* Begin Text shown *

The Buffalo auditorium is the great democratizing institution of Camp Upton. White soldiers and white officers attend as regularly as colored soldiers and officers. The building is not a colored auditorium, but an auditorium for soldiers built by the 367th Regiment with the assistance of their friends. Eventually it will become the property of the Government. It was designed primarily for drill during severe and inclement weather. All of the preliminary bayonet instruction for the regiment, as well as some of the white regiments, has been given in this building, Classes in boxing by Bennie Leonard, regimental lectures and lectures of special classes, chorus singing, and many other activities and instructions that cannot be held outdoors with any degree of satisfaction and success have been held in the auditorium. In the evenings, and afternoons and evenings of Saturdays, and Sundays and holidays, the auditorium is devoted to religious services, motion pictures, vaudeville, and other forms of recreation.

* End Text shown *
* Begin Available data *

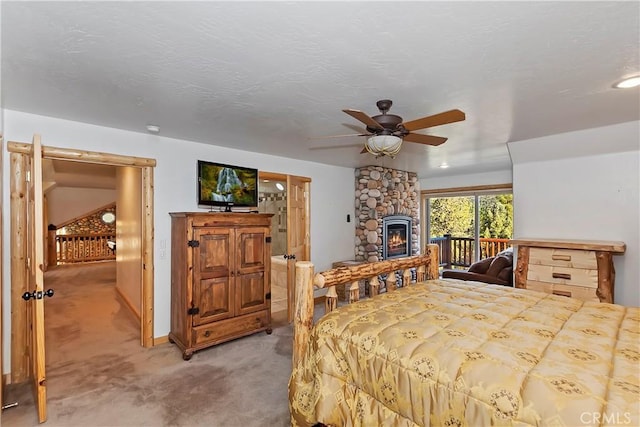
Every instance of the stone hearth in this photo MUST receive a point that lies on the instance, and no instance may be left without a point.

* End Available data *

• [Required tasks]:
(a) Answer these from the passage on the Buffalo auditorium at Camp Upton:
(i) Which regiment built the auditorium?
(ii) What was the building designed primarily for?
(iii) Who gave the classes in boxing?
(b) Please carry the passage on the Buffalo auditorium at Camp Upton forward from its final sentence, adding a paragraph or two.

• [Outputs by task]:
(a)
(i) The 367th Regiment.
(ii) Drill during severe and inclement weather.
(iii) Bennie Leonard.

(b)
The officers and men of the regiment subscribed over fourteen thousand dollars toward the building and spent more than five hundred dollars additional in expenses incurred incident to the campaign for the remaining twenty-six thousand dollars. As the founders of the auditorium intended that a small sum should be charged for the entertainments and shows, bonds were issued

to cover cost of erection in denominations of ten, fifty, one hundred, and five hundred dollars, which were to be redeemed as soon as possible, and in the event that the regiment was ordered abroad before full redemption such funds as had been accumulated were to be prorated among the bondholders, the unredeemed portion being considered a contribution. When Colonel James A. Moss, in command of the regiment, first proposed to build the auditorium and issue bonds, he received a very lukewarm reception from the men; but when the cold winds of Long Island searched every crack and crevice, every tear and rip, the men viewed the project with increasing favor, and finally voted to back it to the limit.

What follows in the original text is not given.